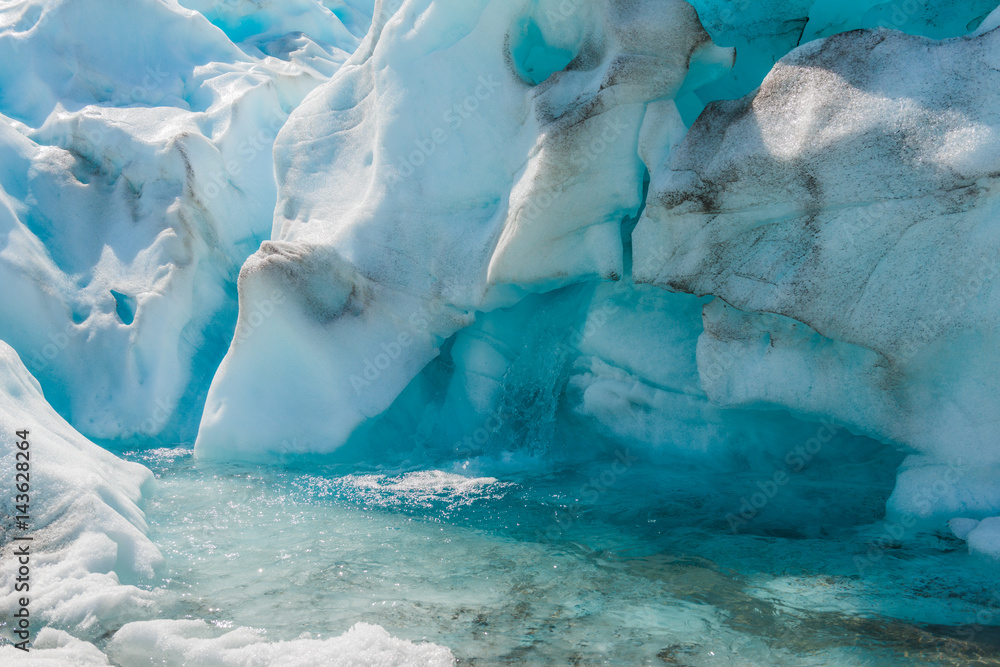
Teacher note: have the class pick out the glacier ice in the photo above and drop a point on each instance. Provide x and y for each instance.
(382, 249)
(843, 216)
(135, 182)
(89, 547)
(486, 239)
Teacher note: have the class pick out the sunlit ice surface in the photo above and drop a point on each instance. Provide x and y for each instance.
(615, 559)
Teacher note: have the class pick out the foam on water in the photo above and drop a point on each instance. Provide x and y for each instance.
(513, 565)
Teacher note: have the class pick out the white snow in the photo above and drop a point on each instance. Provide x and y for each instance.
(844, 216)
(89, 546)
(134, 182)
(435, 175)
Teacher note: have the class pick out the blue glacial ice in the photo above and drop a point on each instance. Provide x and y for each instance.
(529, 331)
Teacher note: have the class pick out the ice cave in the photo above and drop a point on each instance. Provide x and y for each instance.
(493, 332)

# Exercise directions
Please give all the rows above as a numbered list, skipping any blank lines and leaving out the pictures.

# Output below
1. Teacher note: have the class pick out the glacier ice in the photo above and drop a point on each instance. Provide x and y for each instance.
2. (382, 249)
3. (843, 216)
4. (135, 182)
5. (89, 547)
6. (486, 239)
7. Teacher note: have the class pick out the sunlit ice surface in the photo above and drop a point on each instance. Provide x and y for each instance.
8. (615, 559)
9. Teacher note: have the class pick out the foam on water in the photo above and drop a point on each instance. Provide x and y for each instance.
10. (513, 565)
11. Teacher note: have the class pick out the white snow in the photo above and drop a point on each instance. Provide x and y for each instance.
12. (844, 216)
13. (89, 546)
14. (134, 182)
15. (435, 175)
16. Teacher note: have the class pick out the blue glacial ice in the photo above and drop a point on each instance. Provide x and y for each instance.
17. (529, 331)
18. Teacher note: have the class pick out the ice cave in the photo above and drop a point on each instance. Provide x and y for each instance.
19. (493, 332)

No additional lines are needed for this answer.